» **Required action 1**: How would you put this sentence from the passage on dog allergen and lung function into Spanish: "The findings raise the possibility that early-life exposure to dog allergen could influence longer-term respiratory health trajectories."
» **Required action 2**: Can you set down, word for word, the part of the passage on dog allergen and lung function between "Overall, children with" and "of asthma status.", inclusive?

··· Document segment

The researchers also created a polygenic risk score (PGS) for each participant, based on a genome-wide association study of over 400,000 individuals in the UK Biobank and SpiroMeta Consortium.
Children with low PGSs were genetically predisposed to poorer lung function. However, researchers found that dog allergen exposure in infancy could potentially offset this somewhat; those with low PGSs who were exposed to high levels of Can f1 had higher lung function measures at age five than those with low exposure.
Similarly, children with low PGSs who were co-exposed to high levels of Can f1 and endotoxin demonstrated higher spirometric measures, suggesting a potential gene-environment interaction influencing lung function.
Overall, children with greater early-life exposure to dog allergen had significantly higher FEV1 z-scores (β=0.23) at age five years than those with low exposure, irrespective of asthma status.
The findings raise the possibility that early-life exposure to dog allergen could influence longer-term respiratory health trajectories.
Impaired lung function in childhood is a key predictor of abnormal patterns of lung growth and a higher risk of developing airflow obstruction and COPD in early adulthood, the authors noted.
“[However,] little is known about effective measures to prevent lung function decline,” they wrote.
“The current analysis suggests that the protective effect of Can f1 on asthma was derived from improved lung function.”

······
··· Dataset content

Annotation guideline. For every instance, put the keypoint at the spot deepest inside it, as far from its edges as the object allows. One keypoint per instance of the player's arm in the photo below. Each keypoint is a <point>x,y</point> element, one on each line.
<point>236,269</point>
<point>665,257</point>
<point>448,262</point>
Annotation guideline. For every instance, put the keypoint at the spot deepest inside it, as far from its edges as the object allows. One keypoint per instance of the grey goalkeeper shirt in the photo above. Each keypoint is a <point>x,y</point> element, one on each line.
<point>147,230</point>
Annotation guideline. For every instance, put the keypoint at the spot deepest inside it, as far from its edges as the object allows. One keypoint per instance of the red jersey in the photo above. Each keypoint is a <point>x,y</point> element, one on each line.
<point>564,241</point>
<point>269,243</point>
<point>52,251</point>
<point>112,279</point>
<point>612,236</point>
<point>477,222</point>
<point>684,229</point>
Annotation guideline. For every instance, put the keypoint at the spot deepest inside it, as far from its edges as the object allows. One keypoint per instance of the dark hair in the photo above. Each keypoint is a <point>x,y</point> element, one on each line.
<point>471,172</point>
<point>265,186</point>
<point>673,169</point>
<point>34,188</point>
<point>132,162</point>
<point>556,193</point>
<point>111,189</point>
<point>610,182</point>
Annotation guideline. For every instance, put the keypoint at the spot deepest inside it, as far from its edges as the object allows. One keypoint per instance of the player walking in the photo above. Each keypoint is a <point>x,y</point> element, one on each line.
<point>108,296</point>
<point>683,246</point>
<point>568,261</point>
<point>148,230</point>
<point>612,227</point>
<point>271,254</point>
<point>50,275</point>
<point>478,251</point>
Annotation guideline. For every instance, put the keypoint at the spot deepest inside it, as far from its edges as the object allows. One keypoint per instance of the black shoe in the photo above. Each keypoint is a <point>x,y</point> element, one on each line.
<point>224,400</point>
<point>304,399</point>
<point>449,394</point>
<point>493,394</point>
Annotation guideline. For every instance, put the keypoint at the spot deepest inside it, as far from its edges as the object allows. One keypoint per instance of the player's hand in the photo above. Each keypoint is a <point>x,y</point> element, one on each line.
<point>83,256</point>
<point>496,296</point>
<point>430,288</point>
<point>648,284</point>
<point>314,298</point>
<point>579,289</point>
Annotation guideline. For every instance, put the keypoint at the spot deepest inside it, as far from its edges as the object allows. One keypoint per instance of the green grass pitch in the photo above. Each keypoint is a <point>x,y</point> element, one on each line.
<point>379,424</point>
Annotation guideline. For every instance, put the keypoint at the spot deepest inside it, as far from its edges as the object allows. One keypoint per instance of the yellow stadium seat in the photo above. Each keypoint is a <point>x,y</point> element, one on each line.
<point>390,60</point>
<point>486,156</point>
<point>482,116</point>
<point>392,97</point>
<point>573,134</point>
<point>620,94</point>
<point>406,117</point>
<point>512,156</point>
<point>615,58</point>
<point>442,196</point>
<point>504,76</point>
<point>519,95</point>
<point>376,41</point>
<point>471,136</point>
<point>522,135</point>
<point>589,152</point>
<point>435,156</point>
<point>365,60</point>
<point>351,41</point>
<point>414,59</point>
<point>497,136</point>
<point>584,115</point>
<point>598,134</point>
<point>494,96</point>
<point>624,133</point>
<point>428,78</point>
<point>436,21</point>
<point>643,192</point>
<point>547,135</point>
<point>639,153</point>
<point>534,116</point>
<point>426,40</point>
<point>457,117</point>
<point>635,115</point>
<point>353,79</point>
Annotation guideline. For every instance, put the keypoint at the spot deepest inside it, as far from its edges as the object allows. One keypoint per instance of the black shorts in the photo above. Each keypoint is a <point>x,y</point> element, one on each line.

······

» **Answer space 1**: Los hallazgos plantean la posibilidad de que la exposición temprana al alérgeno del perro pueda influir en las trayectorias de la salud respiratoria a largo plazo.

» **Answer space 2**:
Overall, children with greater early-life exposure to dog allergen had significantly higher FEV1 z-scores (β=0.23) at age five years than those with low exposure, irrespective of asthma status.